Start of Text block

Confessions of a suburban survivalist
For those who don’t know me personally, first, congratulations! Dodged a bullet there, a statement the verasity to which many of my friends and/or acquaintances will attest. For you fortunate few, my life leading up to the present day can only be described as Gump-like, or perhaps Garp-like, depending upon whether your penchant is for movies or literature. If I ever finish my last-ever novel, Hatteras, you’ll be able to read all about the incredible details of my early years, right up until I turned 29 and, in the novel, fail to get married.
Pretty sure the ensuing years would have been an entertaining train-wreck, as long as you weren’t on the train. So, I believe, marriage has saved many a man, although most married men probably wonder why they were saved, so to speak.
I was born in East Stroudsburg General Hospital when it was brand, spanking new, a hospital slated to replace Rosencranz Hospital, just up from Starbird Street. The building which is still standing on Washington Street in East Stroudsburg has for many decades now served as an apartment building. The year was 1954. Ike was president, and his grand idea of building a shining ribbon of concrete from New York to San Francisco was still in its infancy, just a couple bags of Portland cement with diapers, as it were.

End of Text block

▸ **Exercise goal**
Copy out a passage from the suburban survivalist essay word for word. Begin at the words "Confessions of a", and stop after "to get married.". The listing plays no part in what you need to do here.

Start of Data provided

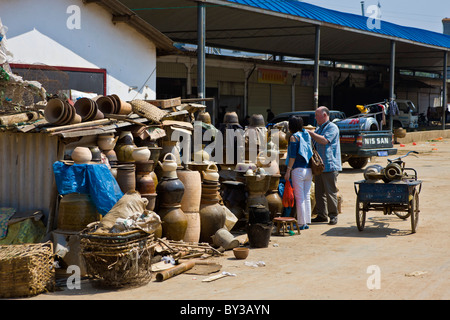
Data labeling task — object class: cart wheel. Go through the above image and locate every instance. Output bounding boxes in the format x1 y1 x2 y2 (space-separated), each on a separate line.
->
393 208 411 220
356 196 367 231
409 192 420 233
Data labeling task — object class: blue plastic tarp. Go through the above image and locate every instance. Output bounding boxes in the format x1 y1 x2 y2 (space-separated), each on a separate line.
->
53 161 123 216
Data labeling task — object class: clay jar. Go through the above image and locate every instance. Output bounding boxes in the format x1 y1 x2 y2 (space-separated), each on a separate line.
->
177 170 202 213
200 201 226 244
156 177 184 208
132 147 150 162
114 131 136 162
202 163 219 182
116 164 136 193
97 134 119 151
158 153 178 178
158 205 188 241
266 174 283 219
70 147 92 164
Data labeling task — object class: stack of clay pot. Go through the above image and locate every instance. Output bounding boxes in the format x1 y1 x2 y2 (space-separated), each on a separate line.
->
221 180 247 229
200 163 226 244
177 169 202 242
266 174 283 220
44 98 82 126
132 147 158 211
74 98 105 122
246 204 273 248
93 94 132 115
156 153 188 241
70 146 92 164
114 131 136 193
97 133 119 179
245 168 271 211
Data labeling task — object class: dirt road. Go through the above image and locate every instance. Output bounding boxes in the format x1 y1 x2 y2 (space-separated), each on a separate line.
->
30 139 450 302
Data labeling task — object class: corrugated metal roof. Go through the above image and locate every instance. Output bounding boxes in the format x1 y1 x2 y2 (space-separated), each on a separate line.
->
225 0 450 49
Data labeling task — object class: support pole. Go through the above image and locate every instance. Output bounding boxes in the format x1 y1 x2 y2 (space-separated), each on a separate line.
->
291 74 297 111
197 2 206 104
442 51 448 130
389 40 395 130
314 26 320 109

End of Data provided

▸ **Response area**
Confessions of a suburban survivalist
For those who don’t know me personally, first, congratulations! Dodged a bullet there, a statement the verasity to which many of my friends and/or acquaintances will attest. For you fortunate few, my life leading up to the present day can only be described as Gump-like, or perhaps Garp-like, depending upon whether your penchant is for movies or literature. If I ever finish my last-ever novel, Hatteras, you’ll be able to read all about the incredible details of my early years, right up until I turned 29 and, in the novel, fail to get married.